▸ **Exercise aim**
Count the lines in the items below that contain the string "building", matching case exactly. Reply with the number alone.

▸ **Supplied data**
- - - - - - -

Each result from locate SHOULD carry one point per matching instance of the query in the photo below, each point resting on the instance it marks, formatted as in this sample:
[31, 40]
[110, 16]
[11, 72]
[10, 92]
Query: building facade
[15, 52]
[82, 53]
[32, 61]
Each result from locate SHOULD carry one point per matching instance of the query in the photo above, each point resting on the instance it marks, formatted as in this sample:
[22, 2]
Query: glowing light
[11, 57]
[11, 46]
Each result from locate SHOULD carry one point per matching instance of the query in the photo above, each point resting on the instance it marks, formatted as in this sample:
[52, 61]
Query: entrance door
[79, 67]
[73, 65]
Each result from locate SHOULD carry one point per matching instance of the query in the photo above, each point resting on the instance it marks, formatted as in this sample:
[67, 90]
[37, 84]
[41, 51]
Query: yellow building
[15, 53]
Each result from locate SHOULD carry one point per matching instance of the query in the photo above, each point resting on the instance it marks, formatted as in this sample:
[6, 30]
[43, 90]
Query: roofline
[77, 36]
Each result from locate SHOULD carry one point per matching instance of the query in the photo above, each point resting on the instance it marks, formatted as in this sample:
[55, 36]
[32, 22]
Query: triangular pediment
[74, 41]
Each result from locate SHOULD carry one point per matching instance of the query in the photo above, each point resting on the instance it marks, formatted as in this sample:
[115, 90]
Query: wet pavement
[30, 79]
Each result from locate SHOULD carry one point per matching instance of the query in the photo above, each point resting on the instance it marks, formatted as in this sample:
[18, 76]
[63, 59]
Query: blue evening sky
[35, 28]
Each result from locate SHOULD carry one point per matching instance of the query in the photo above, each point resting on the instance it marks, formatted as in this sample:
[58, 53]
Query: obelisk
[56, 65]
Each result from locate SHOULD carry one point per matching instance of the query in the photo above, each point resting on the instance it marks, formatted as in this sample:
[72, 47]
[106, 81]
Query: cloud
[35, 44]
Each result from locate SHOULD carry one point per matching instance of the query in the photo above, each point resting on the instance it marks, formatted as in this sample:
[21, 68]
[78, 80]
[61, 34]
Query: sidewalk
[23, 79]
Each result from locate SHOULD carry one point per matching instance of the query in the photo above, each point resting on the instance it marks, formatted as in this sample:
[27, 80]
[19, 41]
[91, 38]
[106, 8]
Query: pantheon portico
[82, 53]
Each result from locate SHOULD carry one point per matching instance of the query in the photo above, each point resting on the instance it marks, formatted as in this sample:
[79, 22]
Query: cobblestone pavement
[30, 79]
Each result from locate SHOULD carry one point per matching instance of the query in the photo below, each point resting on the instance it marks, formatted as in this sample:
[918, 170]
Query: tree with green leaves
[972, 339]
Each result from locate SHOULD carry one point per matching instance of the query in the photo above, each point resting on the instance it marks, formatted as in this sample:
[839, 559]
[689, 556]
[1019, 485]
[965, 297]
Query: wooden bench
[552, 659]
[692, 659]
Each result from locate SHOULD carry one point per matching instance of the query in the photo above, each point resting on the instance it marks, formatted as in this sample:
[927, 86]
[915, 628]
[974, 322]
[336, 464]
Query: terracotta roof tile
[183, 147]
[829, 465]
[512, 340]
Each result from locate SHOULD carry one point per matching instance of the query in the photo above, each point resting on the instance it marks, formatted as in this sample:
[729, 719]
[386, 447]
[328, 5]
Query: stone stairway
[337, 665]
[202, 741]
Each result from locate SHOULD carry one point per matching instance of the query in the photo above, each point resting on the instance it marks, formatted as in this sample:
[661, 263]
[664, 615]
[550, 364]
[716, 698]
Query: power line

- - - - - - -

▸ **Expected answer**
2